### SHORT PROBLEM
Reproduce verbatim the part of the data that begins with the line containing "pin: the snow-covered" and continues through the last line of the data, including both.

### THE RECORDS
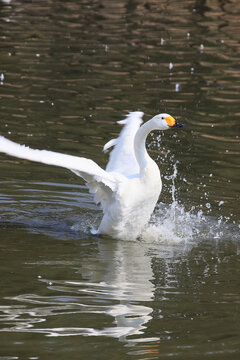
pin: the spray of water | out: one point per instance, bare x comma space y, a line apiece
172, 223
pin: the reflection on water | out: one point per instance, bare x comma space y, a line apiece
68, 71
118, 290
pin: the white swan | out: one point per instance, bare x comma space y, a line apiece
128, 189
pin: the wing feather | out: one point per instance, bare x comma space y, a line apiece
100, 182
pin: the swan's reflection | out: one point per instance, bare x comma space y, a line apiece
116, 282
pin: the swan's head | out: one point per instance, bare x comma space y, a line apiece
165, 121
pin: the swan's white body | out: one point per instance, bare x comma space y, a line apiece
128, 189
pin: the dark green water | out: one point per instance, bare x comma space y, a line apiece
68, 71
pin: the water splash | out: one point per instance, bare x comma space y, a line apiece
173, 224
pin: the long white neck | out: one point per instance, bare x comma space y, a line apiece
140, 144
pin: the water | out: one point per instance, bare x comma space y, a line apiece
68, 72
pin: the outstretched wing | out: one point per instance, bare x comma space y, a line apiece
100, 182
122, 158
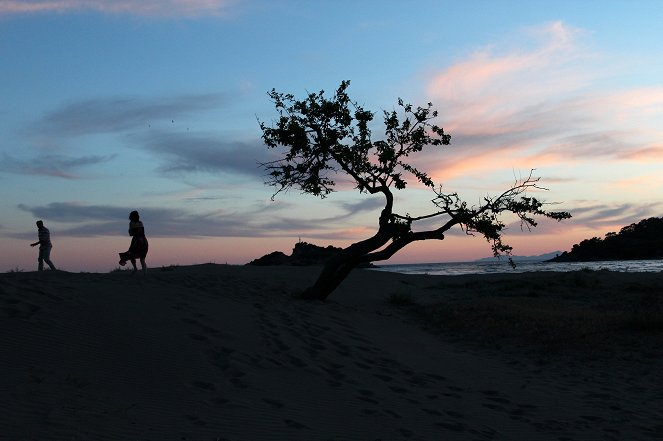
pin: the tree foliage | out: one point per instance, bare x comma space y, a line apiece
643, 240
320, 138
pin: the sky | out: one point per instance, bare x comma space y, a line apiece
154, 105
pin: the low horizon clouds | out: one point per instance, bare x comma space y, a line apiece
143, 8
93, 220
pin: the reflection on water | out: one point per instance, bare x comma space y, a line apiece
503, 266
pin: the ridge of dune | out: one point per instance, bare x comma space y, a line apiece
224, 352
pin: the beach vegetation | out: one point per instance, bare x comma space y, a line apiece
319, 138
637, 241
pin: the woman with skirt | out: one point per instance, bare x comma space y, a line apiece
138, 247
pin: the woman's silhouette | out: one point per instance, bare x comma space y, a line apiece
138, 247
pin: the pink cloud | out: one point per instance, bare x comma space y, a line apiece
541, 101
148, 8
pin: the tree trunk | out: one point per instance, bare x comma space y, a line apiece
341, 265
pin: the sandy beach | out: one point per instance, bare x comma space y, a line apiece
219, 352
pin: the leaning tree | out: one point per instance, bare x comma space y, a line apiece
319, 137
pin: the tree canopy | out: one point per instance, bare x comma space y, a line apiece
320, 138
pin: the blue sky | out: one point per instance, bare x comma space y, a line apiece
111, 106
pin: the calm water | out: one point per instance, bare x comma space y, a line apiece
504, 267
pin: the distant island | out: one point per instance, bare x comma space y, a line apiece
538, 258
303, 254
641, 241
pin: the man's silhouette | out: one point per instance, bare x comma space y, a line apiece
45, 246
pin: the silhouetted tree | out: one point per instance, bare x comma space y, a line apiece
320, 137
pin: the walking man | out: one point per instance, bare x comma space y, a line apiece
45, 246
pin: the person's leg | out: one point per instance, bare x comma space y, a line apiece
42, 256
47, 258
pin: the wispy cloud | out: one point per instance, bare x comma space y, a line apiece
117, 115
60, 166
145, 8
543, 100
186, 153
101, 220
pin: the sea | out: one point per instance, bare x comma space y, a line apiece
502, 266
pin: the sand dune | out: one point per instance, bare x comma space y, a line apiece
216, 352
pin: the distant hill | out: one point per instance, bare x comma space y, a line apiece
303, 254
539, 258
643, 240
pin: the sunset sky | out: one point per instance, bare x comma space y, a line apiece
154, 105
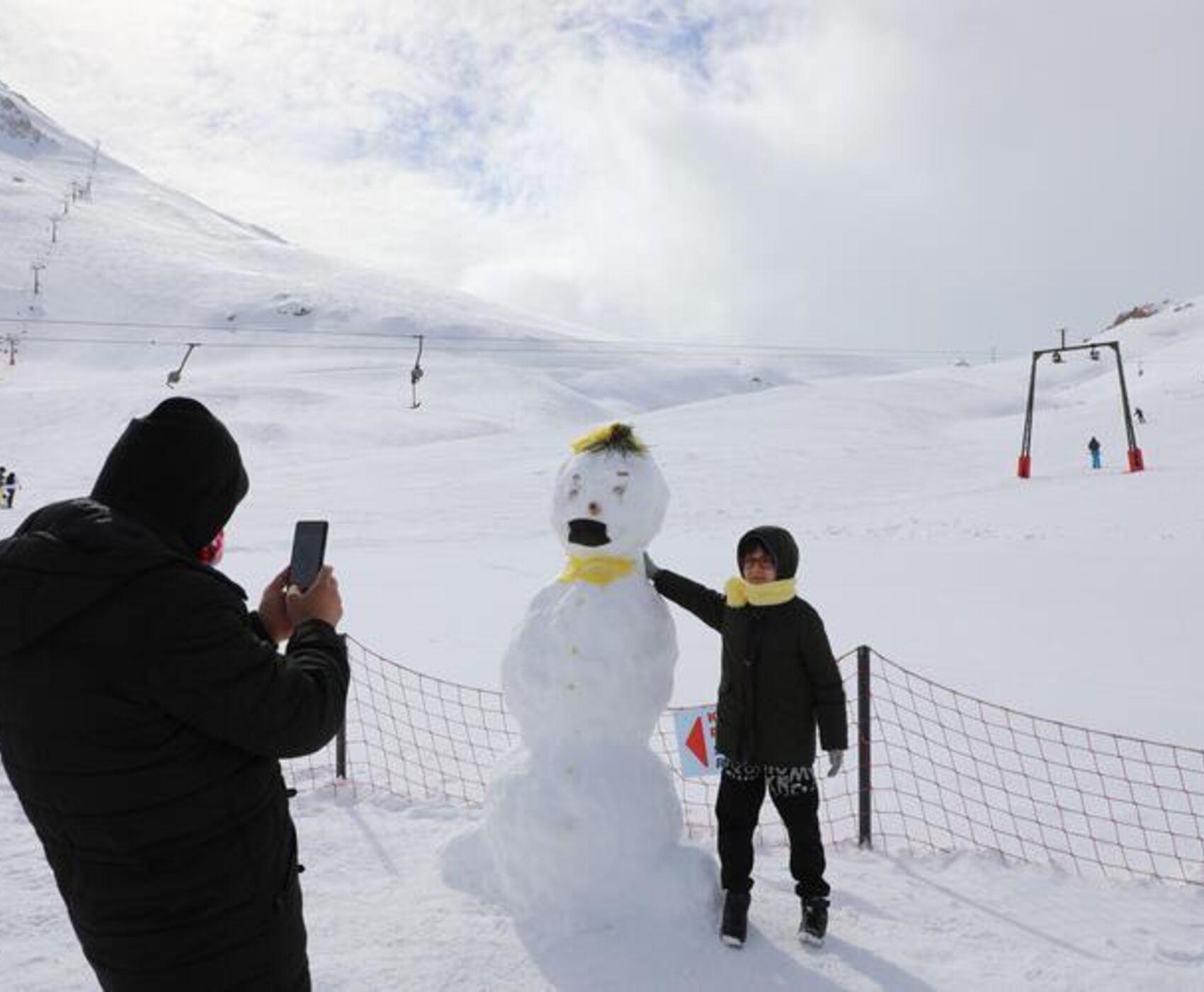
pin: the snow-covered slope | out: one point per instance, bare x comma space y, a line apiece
1073, 594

### EXPECTED ANSWER
pin: the snow-covered slope | out: one point per instance, bare x comma space y, a line apiece
1073, 594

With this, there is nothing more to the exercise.